Scan the records for the line containing "Expected: one point per instance of the landing". From there through the last line, write out each line exactly.

─── Records for processing

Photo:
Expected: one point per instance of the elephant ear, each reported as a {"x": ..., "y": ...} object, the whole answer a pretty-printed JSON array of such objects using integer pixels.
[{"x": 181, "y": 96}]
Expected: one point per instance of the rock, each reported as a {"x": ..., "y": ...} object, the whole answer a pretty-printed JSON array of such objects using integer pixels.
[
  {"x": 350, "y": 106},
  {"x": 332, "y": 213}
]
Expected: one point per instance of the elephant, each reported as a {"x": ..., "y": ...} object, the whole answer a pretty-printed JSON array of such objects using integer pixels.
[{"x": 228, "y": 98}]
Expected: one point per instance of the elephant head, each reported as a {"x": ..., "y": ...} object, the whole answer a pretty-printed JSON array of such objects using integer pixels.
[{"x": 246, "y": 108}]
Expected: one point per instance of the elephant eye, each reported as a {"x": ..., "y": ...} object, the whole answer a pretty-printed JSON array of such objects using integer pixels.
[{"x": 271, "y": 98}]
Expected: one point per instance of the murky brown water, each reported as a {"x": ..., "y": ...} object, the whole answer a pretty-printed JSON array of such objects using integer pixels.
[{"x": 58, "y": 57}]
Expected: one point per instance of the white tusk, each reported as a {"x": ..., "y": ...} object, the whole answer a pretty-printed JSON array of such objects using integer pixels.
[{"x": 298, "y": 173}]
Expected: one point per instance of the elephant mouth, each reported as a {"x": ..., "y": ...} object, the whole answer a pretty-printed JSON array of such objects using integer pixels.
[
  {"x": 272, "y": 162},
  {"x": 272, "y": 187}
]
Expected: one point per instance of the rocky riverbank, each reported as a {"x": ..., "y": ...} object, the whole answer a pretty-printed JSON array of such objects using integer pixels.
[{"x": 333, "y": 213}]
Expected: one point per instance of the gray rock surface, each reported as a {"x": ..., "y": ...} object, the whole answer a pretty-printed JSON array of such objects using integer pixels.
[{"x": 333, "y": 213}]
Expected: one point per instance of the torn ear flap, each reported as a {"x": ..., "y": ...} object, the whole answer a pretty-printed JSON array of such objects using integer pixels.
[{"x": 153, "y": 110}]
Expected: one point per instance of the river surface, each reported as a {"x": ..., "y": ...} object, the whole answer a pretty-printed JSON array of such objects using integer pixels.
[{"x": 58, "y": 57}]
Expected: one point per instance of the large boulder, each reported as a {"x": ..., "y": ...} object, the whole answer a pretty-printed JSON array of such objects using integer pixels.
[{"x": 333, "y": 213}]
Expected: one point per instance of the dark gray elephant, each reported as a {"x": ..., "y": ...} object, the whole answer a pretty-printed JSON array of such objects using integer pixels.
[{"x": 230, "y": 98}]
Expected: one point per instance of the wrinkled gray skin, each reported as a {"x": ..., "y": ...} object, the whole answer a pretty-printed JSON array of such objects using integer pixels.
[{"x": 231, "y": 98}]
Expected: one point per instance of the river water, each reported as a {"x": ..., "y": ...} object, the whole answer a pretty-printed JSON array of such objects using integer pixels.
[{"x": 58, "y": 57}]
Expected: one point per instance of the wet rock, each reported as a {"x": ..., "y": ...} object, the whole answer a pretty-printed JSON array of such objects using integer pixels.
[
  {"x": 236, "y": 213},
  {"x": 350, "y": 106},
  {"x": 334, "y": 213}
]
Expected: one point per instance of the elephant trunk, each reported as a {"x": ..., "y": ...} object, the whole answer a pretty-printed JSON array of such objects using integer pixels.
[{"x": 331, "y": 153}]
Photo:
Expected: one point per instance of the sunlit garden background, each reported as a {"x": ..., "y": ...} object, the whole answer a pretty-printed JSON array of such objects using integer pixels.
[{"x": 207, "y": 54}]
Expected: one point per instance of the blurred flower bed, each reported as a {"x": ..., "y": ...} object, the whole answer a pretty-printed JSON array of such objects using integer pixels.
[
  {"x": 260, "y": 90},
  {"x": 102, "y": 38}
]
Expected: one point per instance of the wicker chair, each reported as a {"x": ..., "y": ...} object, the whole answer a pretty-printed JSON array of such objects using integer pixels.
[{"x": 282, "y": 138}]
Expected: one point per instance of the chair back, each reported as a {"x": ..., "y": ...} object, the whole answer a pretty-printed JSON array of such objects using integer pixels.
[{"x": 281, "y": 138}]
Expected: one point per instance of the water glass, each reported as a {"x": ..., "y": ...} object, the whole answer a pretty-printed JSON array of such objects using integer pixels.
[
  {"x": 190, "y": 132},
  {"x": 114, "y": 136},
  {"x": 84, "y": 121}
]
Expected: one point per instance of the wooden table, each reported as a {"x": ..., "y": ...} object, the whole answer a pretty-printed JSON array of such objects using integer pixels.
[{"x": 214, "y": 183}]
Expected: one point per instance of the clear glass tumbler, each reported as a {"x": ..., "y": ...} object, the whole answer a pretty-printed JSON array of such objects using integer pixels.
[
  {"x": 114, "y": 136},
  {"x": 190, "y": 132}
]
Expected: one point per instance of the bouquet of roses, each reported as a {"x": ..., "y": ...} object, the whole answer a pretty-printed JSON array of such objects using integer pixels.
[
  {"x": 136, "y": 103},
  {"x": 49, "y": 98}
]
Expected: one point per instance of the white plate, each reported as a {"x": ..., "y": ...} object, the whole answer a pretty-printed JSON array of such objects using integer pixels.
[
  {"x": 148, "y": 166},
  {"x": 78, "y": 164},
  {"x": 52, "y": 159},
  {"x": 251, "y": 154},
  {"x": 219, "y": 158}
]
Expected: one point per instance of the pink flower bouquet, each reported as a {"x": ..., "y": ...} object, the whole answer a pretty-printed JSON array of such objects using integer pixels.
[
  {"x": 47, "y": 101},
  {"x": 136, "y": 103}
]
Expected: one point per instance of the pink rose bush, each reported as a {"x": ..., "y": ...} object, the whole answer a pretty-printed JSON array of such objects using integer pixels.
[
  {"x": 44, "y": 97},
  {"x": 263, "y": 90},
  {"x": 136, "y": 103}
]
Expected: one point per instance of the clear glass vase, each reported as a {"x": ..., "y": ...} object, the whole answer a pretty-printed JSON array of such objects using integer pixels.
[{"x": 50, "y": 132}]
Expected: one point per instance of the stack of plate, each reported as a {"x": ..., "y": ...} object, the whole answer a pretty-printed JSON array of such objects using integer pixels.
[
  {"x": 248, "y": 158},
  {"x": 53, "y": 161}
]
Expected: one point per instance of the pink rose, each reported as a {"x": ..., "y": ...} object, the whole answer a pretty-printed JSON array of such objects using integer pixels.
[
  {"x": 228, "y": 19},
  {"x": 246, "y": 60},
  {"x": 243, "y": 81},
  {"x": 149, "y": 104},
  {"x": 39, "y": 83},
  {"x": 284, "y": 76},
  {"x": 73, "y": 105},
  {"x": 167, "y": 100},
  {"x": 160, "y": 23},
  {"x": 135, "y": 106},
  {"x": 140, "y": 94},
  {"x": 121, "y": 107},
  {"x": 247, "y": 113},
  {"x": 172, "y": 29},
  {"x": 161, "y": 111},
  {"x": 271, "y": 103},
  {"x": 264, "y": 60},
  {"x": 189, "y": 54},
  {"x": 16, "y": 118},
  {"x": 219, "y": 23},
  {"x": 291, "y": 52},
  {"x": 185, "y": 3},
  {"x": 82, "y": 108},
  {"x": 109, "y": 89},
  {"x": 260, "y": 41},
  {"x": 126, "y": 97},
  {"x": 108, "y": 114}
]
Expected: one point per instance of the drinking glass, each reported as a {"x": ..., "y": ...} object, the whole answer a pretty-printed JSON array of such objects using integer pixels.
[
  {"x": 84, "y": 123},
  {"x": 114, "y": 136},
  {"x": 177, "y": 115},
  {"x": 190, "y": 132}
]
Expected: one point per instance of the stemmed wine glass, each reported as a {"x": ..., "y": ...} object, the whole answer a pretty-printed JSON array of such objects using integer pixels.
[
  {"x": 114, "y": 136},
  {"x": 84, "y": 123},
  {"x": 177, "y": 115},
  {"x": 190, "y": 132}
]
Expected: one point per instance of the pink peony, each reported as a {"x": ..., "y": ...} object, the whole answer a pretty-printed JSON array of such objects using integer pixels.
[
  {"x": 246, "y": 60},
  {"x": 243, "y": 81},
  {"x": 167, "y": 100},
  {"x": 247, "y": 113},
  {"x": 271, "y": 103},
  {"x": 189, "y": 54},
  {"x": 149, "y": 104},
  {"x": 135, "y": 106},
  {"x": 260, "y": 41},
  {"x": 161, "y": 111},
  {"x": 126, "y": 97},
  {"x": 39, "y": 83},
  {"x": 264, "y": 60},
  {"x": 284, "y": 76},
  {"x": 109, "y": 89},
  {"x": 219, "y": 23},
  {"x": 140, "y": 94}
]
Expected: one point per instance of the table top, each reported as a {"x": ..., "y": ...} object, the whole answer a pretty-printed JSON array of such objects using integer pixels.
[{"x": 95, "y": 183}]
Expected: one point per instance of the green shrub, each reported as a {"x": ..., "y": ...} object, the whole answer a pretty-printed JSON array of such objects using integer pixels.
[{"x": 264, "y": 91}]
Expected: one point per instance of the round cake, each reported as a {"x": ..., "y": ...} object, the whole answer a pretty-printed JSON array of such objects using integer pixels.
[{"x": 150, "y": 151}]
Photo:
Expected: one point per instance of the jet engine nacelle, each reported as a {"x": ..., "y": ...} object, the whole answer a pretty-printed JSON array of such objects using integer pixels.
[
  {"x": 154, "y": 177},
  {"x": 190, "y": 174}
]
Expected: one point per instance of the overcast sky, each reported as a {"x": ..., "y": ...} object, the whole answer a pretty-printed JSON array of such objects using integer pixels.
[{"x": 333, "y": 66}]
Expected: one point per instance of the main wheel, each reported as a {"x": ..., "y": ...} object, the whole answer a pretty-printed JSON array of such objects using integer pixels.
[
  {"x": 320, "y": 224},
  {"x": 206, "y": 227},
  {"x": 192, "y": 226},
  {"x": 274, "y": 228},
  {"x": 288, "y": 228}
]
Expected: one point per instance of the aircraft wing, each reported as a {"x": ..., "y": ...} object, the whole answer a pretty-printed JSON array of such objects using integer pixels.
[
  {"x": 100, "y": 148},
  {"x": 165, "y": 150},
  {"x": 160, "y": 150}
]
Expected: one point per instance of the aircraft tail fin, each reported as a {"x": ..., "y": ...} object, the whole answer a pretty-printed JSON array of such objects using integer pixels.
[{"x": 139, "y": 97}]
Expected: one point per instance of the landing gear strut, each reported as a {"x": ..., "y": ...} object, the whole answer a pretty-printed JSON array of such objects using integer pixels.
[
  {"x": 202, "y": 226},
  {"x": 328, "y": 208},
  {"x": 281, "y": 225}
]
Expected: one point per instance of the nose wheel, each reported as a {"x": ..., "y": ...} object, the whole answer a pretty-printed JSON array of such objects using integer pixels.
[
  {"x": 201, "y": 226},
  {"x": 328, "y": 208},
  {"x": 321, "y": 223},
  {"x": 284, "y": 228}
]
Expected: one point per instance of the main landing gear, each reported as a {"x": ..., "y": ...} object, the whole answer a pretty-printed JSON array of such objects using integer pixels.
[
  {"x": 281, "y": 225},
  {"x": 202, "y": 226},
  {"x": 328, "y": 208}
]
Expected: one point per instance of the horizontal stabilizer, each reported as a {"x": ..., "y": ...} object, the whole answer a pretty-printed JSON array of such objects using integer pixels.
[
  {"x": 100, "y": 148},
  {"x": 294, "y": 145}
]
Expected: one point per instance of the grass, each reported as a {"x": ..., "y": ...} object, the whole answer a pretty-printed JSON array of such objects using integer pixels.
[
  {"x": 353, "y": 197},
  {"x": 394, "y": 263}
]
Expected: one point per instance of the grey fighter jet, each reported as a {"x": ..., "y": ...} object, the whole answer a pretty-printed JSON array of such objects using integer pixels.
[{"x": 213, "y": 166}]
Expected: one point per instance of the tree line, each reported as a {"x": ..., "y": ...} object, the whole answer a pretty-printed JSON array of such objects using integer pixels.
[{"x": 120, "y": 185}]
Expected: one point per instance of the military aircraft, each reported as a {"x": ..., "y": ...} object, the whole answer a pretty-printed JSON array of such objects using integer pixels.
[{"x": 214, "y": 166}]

──────

Solved problem >>
Expected: one point per instance of the landing gear strut, each reported as a {"x": ..., "y": ...} object, the whole answer a pretty-printed JSON array of such objects using integer pixels.
[
  {"x": 202, "y": 226},
  {"x": 328, "y": 208},
  {"x": 281, "y": 225}
]
Expected: one point per instance of the nose wheel, each reported as a {"x": ..., "y": ...} object, the whole answer a pretty-printed JSON array of such objects using integer pixels.
[
  {"x": 201, "y": 226},
  {"x": 328, "y": 208},
  {"x": 321, "y": 223},
  {"x": 284, "y": 228}
]
Expected: one point per instance of the main landing gear, each reported as a {"x": ..., "y": ...} object, the whole answer a pretty-printed JSON array of such objects using integer pixels.
[
  {"x": 281, "y": 225},
  {"x": 202, "y": 226},
  {"x": 328, "y": 208}
]
Expected: one point per instance of the horizontal stabilizer, each reported as a {"x": ..., "y": ...} object, the whole answer a pretty-printed JSON array of such objects using integer pixels.
[
  {"x": 100, "y": 148},
  {"x": 294, "y": 145}
]
Expected: one point per instance of the grass, each reported as a {"x": ..., "y": ...} object, the whole answer a pretty-printed JSON array of such objects using integer pixels.
[
  {"x": 353, "y": 197},
  {"x": 394, "y": 263}
]
Expected: one point per instance of the grey fighter jet, each reported as a {"x": ..., "y": ...} object, the whole answer a pretty-printed JSON array of such objects using integer pixels.
[{"x": 213, "y": 166}]
Expected: one point per instance of the tree line, each reported as a {"x": ..., "y": ...} object, the whole answer a pretty-printed JSON array of such objects using integer pixels.
[{"x": 120, "y": 185}]
Expected: one point per instance of the military aircraft, each reported as a {"x": ..., "y": ...} object, the whole answer a pretty-printed JSON array of such objects using integer pixels.
[{"x": 214, "y": 166}]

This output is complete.